- PROMPT A -
In the article on teachers weighing in about the return to school, how long are the middle school teacher's in-person classes?

==== EXCERPT TO READ

The Return to School – Teachers Weigh In

I think all of us are facing some kind of decision fatigue these days, with an uncertain future making everything even harder. Now it’s time for another decision – a big one. Do you send your children to school or try some variant at home? To help you make this choice, I’ve interviewed a few teachers to get their professional opinions on the pros and cons of the two choices public schools are offering in our area regarding in-person learning and remote learning. But try to remember, whatever you choose, you’re doing the right thing for your family. 


1. What would your in-person school day look like? What would your virtual school day look like?

Justine Carr (Kindergarten Lead Teacher, 13 years experience) 

Our district has announced we will be online for the first semester. We have been provided a sample schedule for the day which looks to be the length of a typical school day. It is unclear how much will be live and how much will be “work time” for the kids. Regardless, I believe it will be very difficult for families to manage. 

Anonymous Teacher #1 (Middle School Teacher, 13 years experience)

In person: A typical in-person school day would involve 8 periods of switching classes. My 50-minute classes start with a mini-lesson where the whole group comes to the front of the room followed by a long session of independent reading where I meet with small groups and individual kids for more personalized instruction. We then end the class period with partner discussions. I am not yet sure what it would look like this year, as my district has not yet released specific plans for class size and social distancing.

Virtual: To the best of my knowledge (which is still limited at this point), students will follow the basic timeline of their 8 classes but from home. They will be strongly encouraged to attend their first period class live and then will conduct the rest of their classes via recorded video and self-paced assignments. I’ll schedule live zoom small groups and individual conferences as needed, making sure to meet with each student at least once a week. 

Anonymous Teacher #2 (7 years experience)

========

- PROMPT B -
In the records, starting at the line that contains "shown in [54,14]." and ending at the last line of the records, replace "instance" with "occurrence" and reproduce only those lines, with everything else unchanged.

==== STORED DATA

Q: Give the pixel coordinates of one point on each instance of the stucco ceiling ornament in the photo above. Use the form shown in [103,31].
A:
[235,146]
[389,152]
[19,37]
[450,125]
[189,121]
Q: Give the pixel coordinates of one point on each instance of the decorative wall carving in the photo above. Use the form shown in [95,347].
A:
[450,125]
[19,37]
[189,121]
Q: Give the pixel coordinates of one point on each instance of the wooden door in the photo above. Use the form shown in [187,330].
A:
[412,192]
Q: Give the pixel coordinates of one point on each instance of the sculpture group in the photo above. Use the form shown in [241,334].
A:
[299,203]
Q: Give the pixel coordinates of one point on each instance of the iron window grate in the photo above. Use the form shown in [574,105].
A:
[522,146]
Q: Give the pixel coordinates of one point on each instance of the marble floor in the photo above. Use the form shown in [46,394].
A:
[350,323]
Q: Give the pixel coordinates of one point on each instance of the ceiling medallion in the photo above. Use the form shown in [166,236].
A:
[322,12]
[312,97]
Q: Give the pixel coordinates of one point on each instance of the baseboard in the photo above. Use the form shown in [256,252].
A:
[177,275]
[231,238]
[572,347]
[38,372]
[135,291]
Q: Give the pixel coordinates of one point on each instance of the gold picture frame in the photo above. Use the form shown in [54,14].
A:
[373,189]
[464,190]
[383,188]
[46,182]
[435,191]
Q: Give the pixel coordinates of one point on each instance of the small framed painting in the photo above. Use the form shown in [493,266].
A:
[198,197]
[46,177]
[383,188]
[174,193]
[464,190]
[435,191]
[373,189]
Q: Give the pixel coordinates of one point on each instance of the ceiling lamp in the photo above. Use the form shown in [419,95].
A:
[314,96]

========

- TASK ANSWER A -
They are 50 minutes long.

- TASK ANSWER B -
Q: Give the pixel coordinates of one point on each occurrence of the gold picture frame in the photo above. Use the form shown in [54,14].
A:
[373,189]
[464,190]
[383,188]
[46,182]
[435,191]
Q: Give the pixel coordinates of one point on each occurrence of the small framed painting in the photo above. Use the form shown in [493,266].
A:
[198,197]
[46,177]
[383,188]
[174,193]
[464,190]
[435,191]
[373,189]
Q: Give the pixel coordinates of one point on each occurrence of the ceiling lamp in the photo above. Use the form shown in [419,95].
A:
[314,96]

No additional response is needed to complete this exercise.